Given text:

## <center> Data Generator </center>

### <center> Polytechnic University of Leiria </center>

#### <center> Patrícia Isabel Santos Martinho </center>

Libraries

In [None]:

#from benfordslaw import benfordslaw # type: ignore
import numpy as np # type: ignore
import matplotlib.pyplot as plt # type: ignore
from sklearn.metrics import confusion_matrix
from scipy.stats import chi2
from scipy.stats import entropy  
import pandas as pd

Variable Initialization

In [None]:
m=1000 # features
n=2000 # instances
tB=0.3 # proportion of anomalous rows
tm=0.1 # anomalies in an anomalous row
intensity_uniforme=1 # intensity (uniform noise)
intensity_gauss=10 # intensity (gaussian noise)
prop_outliers=0.05
outliers_band=(100000, 500000) # band of outliers
np.random.seed(1666)
alpha=0.05

In [None]:
qty_tB=int(n*tB) # absolute amount of anomalous rows
print(qty_tB)
qt_BL=n-qty_tB # absolute amount of BL conform rows
print(qt_BL)
A_count=int(m*tm) # absolute amount of anomalies in an anomalous row 
BL_count=int(m*(1-tm)) # absolute amount of BL conform numbers in an anomalous row 

Funcions

In [None]:
# Funcion to generate BL conform numbers
def ben_numbers_generation (n):
    uniforme=np.random.uniform(low=0, high=1, size=n)
    bfl_numb=10**uniforme
    return bfl_numb

In [None]:
# Function to get the first digit of a number
def get_first_digit(number):
    num = abs(number)  # Work only with positive values
    if num == 0:
        return 0
    while num < 1:  # If it is a small decimal number, multiply until it has a digit in the whole part
        num *= 10
    while num >= 10:  # If it is a large number, divide until on only one digit
        num //= 10
    return int(num)  # Returns the first digit as an integer


In [None]:
# Function to calculate the frequencies of the first digits
def first_digit_frequency(numbers):
    frequencies = np.zeros(9)  # To store the frequencies of digits 1 through 9
    for number in numbers:
        first_digit = get_first_digit(number)
        frequencies[first_digit - 1] += 1  # Increases the digit count
    return frequencies


In [None]:
# Function to calculate the distribution expected by Benford’s Law
def BL_distribution(n):
    distribution = np.log10(1 + 1 / np.arange(1, 10))  # Benford’s law for digits 1 to 9
    distribution[-1] = 1 - sum(distribution[:-1])  # Adjusts the last probability
    return distribution*n

In [None]:
# Calculate accumulated frequencies from absolute frequencies

def Fr (fr):
    Frs=[]
    Frs.append(fr[0])

Given data:
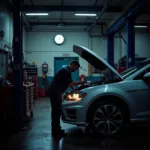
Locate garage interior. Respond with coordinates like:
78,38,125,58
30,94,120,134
0,0,150,150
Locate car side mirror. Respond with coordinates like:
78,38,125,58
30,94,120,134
143,72,150,80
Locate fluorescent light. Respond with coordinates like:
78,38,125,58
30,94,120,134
134,25,147,28
75,14,97,17
26,13,49,16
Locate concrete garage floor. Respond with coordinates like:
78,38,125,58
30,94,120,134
2,98,150,150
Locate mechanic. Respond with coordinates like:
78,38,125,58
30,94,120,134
49,60,85,137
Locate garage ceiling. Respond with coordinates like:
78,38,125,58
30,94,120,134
5,0,150,30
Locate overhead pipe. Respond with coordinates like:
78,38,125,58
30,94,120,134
88,0,112,32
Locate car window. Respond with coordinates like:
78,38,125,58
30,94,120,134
134,68,150,80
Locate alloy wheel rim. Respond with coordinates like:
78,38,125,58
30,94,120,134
94,105,123,136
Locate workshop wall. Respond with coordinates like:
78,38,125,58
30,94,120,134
0,5,13,78
0,6,13,51
121,28,150,58
26,27,121,85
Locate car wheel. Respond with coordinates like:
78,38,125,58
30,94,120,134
90,101,128,136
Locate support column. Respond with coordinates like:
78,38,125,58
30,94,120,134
107,35,114,67
126,17,135,68
13,0,23,130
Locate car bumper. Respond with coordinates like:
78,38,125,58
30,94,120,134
62,102,86,126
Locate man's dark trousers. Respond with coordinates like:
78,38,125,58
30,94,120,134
49,90,62,134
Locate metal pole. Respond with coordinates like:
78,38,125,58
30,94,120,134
107,35,114,66
13,0,23,130
126,17,135,68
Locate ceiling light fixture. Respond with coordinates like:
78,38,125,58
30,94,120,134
134,25,147,28
75,14,97,17
26,13,49,16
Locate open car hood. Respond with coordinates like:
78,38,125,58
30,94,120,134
73,45,123,80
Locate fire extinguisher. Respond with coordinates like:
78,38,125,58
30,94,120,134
80,74,86,82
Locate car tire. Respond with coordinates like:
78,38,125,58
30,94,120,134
90,100,129,137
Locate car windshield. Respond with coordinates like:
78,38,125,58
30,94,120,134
120,66,140,79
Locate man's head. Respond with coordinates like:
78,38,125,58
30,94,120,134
69,60,80,72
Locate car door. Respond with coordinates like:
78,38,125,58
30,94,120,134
135,68,150,118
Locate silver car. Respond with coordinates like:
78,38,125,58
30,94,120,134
62,45,150,136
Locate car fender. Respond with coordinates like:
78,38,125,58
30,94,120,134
83,85,136,117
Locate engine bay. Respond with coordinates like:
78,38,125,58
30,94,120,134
75,81,103,91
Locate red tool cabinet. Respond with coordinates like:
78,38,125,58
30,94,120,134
23,83,35,117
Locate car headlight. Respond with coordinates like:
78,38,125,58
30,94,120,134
65,92,87,101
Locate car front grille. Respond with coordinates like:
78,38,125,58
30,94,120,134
66,109,76,120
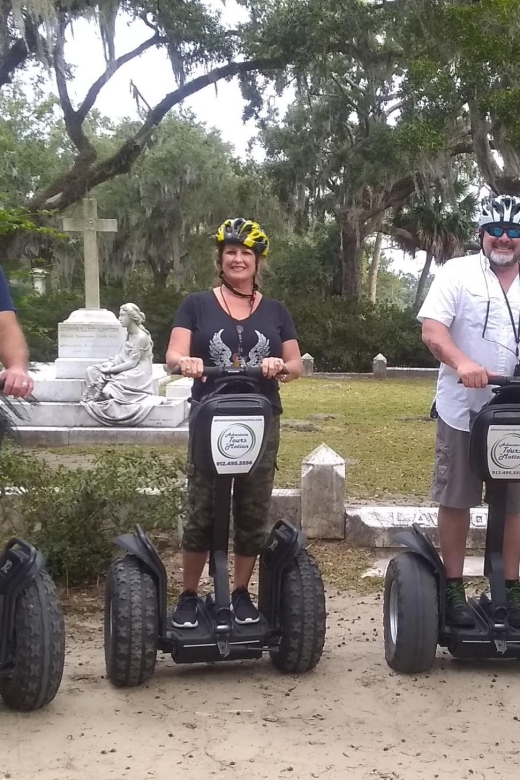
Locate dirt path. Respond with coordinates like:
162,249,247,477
0,595,520,780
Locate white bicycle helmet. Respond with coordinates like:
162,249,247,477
478,195,520,227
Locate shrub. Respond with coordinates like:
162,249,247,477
0,449,185,582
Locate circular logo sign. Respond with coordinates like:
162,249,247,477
217,423,256,460
489,433,520,470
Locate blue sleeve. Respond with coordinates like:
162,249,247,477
173,295,195,330
0,266,16,311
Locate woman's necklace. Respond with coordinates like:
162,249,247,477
220,284,256,320
220,285,256,368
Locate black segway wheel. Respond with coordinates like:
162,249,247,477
271,550,326,674
383,552,438,674
105,555,159,687
0,570,65,712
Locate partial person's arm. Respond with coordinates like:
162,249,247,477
0,311,34,398
422,318,493,388
282,339,303,382
166,328,204,379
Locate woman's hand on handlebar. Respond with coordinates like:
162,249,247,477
0,366,34,398
179,357,204,379
457,359,493,389
262,358,285,379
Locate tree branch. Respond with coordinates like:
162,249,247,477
54,15,97,162
28,59,285,211
0,20,38,87
76,33,166,122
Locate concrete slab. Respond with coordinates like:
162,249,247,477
361,553,484,578
345,506,488,549
18,425,188,447
13,398,187,428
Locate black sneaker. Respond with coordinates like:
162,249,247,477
506,582,520,628
446,582,475,628
172,590,199,628
231,588,260,624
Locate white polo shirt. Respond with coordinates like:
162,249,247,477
417,253,520,431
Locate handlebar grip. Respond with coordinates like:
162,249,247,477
170,366,289,379
457,375,520,387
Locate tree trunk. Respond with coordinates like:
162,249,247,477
368,233,383,303
340,227,365,298
413,252,433,311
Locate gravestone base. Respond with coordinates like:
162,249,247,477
55,309,126,379
21,360,191,447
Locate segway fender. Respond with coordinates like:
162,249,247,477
394,523,446,633
114,524,168,636
0,538,45,598
258,520,306,627
0,538,45,669
394,523,444,576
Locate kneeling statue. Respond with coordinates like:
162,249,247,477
81,303,163,426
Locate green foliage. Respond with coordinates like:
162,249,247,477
286,294,437,372
0,450,185,582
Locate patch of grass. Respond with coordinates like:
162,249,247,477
28,379,435,501
277,379,435,499
308,541,383,593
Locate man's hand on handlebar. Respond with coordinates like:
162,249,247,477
262,358,285,379
457,358,493,389
179,357,205,380
0,366,34,398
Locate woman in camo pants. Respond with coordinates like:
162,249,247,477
166,218,302,628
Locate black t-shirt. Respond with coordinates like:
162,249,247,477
0,268,15,311
173,291,298,413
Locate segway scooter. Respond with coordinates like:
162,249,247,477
0,539,65,712
105,367,326,686
0,381,65,712
383,376,520,673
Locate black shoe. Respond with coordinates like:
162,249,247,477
446,581,475,628
172,590,199,628
231,588,260,624
506,582,520,628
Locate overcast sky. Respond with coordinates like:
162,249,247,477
57,0,422,275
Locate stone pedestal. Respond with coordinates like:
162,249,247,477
372,353,387,379
55,309,126,379
301,444,345,539
302,352,314,378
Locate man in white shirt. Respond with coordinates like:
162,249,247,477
418,195,520,628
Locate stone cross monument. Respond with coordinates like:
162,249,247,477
55,198,125,379
63,198,117,309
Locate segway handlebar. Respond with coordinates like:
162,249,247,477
170,366,289,379
457,374,520,387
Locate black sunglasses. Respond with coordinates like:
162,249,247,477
484,225,520,238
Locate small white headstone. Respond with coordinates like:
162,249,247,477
55,309,126,379
31,268,48,295
302,352,314,377
372,353,387,379
301,444,345,539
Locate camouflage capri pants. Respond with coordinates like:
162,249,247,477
182,414,280,557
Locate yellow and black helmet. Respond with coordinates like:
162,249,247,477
217,217,269,257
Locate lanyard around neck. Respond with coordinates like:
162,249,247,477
499,277,520,360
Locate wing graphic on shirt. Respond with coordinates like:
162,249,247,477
209,328,233,366
246,330,270,366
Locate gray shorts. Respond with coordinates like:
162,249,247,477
432,417,520,513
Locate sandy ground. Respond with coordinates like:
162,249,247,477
0,594,520,780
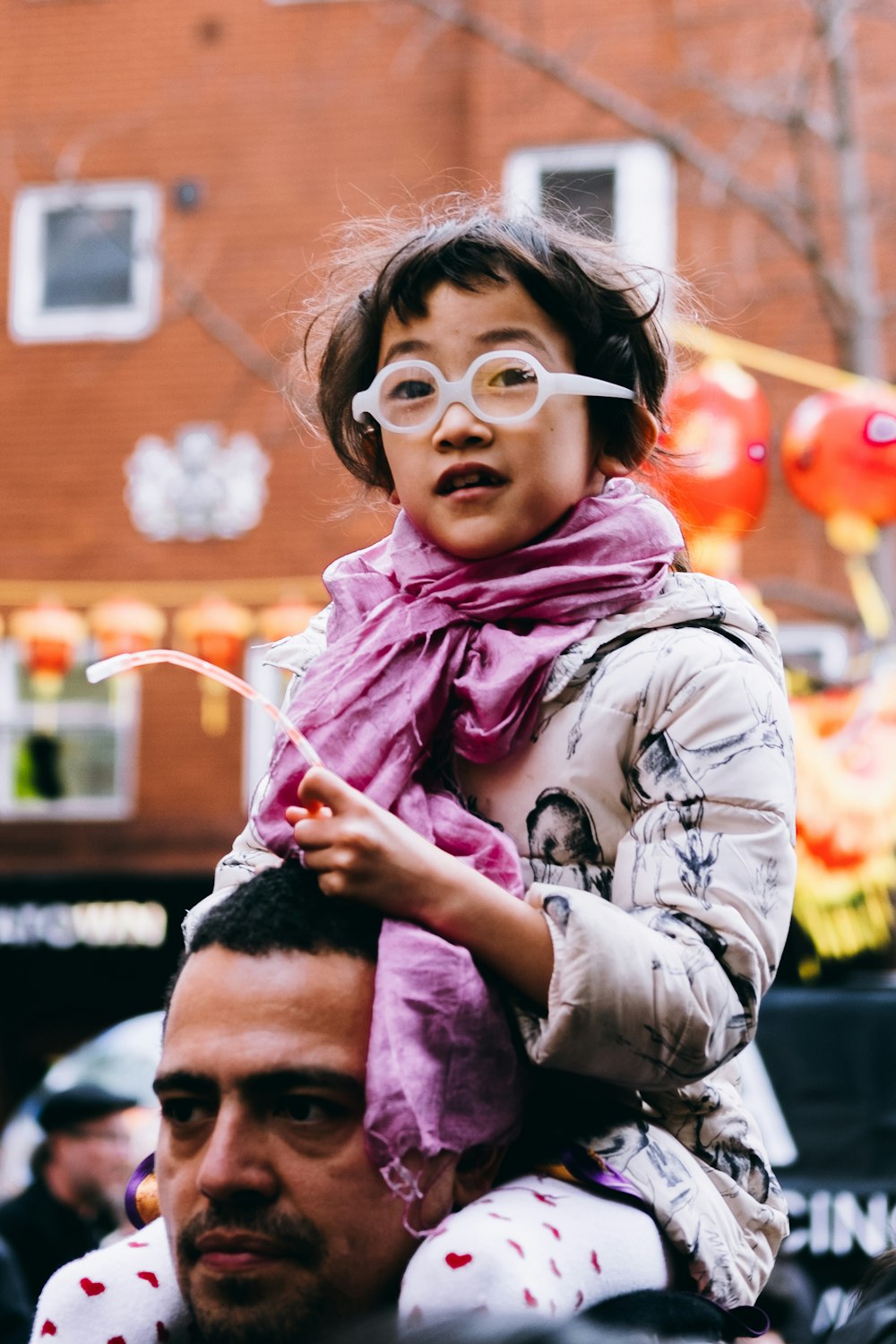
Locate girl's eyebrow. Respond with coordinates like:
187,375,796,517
383,327,549,365
476,327,549,355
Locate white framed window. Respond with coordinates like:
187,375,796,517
504,140,676,271
0,640,140,822
9,182,161,341
775,621,852,685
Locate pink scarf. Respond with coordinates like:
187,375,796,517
256,480,683,1175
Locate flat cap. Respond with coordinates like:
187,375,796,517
38,1083,137,1134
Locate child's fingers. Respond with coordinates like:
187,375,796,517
286,804,333,825
298,766,364,814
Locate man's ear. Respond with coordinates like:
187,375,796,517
454,1144,506,1209
595,402,659,480
409,1144,506,1231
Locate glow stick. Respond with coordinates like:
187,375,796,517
86,650,323,766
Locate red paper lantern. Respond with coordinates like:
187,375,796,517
258,599,321,644
9,599,87,699
87,597,165,659
654,359,770,573
780,384,896,640
175,597,254,737
780,389,896,526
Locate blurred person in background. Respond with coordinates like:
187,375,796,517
0,1238,30,1344
0,1083,135,1308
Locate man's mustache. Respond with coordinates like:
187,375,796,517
177,1209,326,1269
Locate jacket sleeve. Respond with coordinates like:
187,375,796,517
519,631,796,1090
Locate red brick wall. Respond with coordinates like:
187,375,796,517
0,0,896,873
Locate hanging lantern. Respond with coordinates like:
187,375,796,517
258,599,321,644
175,597,253,737
780,384,896,640
654,359,770,578
790,675,896,973
87,597,165,659
9,599,87,701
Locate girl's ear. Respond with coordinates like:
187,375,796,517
595,402,659,480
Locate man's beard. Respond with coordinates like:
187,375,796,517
177,1209,333,1344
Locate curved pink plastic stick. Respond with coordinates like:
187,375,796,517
86,650,323,765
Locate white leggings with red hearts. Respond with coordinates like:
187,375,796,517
399,1176,675,1324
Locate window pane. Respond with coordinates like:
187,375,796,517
11,728,116,803
14,663,116,706
43,206,134,308
541,168,616,238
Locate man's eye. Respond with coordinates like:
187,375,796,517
274,1093,337,1125
388,378,435,402
161,1097,211,1125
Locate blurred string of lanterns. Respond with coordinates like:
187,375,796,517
651,358,896,978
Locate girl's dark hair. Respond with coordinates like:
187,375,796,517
305,201,669,491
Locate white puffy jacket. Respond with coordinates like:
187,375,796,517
206,574,796,1306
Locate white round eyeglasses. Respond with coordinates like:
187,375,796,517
352,349,634,435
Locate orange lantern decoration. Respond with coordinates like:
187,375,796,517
654,359,770,580
175,597,254,737
87,597,165,659
790,674,896,972
780,384,896,640
9,599,87,701
258,599,321,644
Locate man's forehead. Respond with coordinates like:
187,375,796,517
162,946,374,1077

Problem statement: Decide whether each statement below agrees with the Data Generator code above, answering yes or no and quoting the words of the code that settle it. 1. The random seed is set to 1666. 2. The proportion of anomalous rows is 0.1. 3. The Benford distribution is computed for digits 1 to 9.

Complete answer:
1. Yes: "np.random.seed(1666)"
2. No: "tB=0.3 # proportion of anomalous rows"
3. Yes: "Benford’s law for digits 1 to 9"